Document extract —
• • •
A wide range of people can file a wrongful death suit, but the law does provide guidelines for the process and priorities for certain relationships and people. Wisconsin law states that people can bring wrongful death suits if they are owed money or if they are the personal representative of the person who has passed away.

In cases where multiple wrongful death suits are brought related to a single death, the personal representative’s case is the one that can move forward. Any party who has filed a wrongful death suit can file a motion requesting that the suits be consolidated, however. According to Wisconsin law, the suits would then be merged.

Any person who is lawfully able to bring a wrongful death suit can receive compensation for pecuniary injury under the law, but minor children, minor siblings and spouses might receive additional compensation should a judgement for said compensation be entered. The amount of this additional compensation depends on whether the person who died was an adult or a minor.

According to law, the personal representative — whether it is a relative or not — can also seek compensation for expenses such as funeral and medical costs. While juries often make award amounts in personal injury and wrongful death cases, state law does allow for the court to reduce extraordinary awards in keeping with maximums set out in the statutes. Understanding of statute maximums is important, especially when plaintiffs are considering settlement offers.

Because the law is both specific and complex in defining who can bring a wrongful death suit, it’s a good idea to consult an attorney if you believe you have a case. Even if you aren’t sure whether you can file a suit, speaking with a professional helps you understand options and what steps to take next.
• • •
Try it — According to the text on Wisconsin wrongful death suits, whose case can move forward when multiple suits are brought over a single death?

(Data excerpts)
• • •
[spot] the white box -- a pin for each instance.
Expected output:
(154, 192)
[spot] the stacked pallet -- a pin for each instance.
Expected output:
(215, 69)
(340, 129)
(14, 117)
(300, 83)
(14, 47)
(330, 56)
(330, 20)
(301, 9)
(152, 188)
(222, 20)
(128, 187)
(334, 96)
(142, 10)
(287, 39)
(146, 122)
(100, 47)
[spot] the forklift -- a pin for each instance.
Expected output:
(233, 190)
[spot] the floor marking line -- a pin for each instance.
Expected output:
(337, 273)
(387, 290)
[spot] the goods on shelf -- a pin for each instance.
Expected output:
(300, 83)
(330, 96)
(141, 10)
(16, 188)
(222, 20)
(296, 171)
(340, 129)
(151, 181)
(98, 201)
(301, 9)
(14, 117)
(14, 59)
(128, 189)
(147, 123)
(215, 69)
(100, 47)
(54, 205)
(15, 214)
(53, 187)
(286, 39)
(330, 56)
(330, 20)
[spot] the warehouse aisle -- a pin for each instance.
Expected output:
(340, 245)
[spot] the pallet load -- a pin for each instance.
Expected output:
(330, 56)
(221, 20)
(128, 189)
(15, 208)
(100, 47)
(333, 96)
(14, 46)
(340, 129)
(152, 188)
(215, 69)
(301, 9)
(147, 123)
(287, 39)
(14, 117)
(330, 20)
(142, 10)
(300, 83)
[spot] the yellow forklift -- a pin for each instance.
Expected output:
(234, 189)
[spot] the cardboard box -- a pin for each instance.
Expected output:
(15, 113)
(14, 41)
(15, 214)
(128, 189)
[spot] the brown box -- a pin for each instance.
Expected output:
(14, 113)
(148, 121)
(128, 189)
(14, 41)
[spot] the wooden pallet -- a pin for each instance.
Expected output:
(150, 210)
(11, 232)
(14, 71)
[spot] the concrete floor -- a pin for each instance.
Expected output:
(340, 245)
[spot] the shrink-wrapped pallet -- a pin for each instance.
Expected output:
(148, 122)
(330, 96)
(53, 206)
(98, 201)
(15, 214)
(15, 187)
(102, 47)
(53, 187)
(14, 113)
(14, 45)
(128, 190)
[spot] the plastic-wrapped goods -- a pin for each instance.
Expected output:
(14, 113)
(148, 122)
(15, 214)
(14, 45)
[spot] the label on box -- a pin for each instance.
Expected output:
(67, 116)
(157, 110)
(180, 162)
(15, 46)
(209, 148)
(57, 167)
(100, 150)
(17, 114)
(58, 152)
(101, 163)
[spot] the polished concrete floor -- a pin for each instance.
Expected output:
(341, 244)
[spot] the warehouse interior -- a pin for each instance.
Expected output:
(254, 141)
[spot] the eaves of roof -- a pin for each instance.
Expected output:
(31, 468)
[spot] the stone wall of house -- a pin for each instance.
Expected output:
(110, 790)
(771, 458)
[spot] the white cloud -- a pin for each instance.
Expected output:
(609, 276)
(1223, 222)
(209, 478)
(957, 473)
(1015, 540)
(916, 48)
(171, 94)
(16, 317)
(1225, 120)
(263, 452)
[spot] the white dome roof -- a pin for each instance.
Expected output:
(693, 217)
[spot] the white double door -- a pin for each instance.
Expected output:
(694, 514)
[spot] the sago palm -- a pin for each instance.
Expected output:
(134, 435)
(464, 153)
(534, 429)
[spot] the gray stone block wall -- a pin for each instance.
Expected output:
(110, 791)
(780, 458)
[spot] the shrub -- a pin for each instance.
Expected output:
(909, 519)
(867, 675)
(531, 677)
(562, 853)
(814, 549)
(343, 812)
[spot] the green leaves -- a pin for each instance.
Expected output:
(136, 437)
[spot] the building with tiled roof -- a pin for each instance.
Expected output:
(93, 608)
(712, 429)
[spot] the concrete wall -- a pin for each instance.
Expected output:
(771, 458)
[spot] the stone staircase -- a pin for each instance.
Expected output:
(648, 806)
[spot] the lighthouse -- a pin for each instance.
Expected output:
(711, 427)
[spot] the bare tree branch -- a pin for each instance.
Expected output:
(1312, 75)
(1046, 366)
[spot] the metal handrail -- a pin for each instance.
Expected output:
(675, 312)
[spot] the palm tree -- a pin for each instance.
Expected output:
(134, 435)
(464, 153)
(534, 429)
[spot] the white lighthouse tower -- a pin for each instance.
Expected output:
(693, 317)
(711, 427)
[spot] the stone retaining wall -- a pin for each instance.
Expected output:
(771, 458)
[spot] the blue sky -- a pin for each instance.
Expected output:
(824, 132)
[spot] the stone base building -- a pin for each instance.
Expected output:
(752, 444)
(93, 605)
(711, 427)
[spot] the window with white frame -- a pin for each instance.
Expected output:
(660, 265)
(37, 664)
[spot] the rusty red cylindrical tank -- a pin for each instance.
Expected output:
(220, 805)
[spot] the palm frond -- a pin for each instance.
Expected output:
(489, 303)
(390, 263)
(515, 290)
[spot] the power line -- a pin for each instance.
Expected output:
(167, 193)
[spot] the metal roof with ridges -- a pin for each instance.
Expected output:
• • •
Output — The personal representative's case can move forward.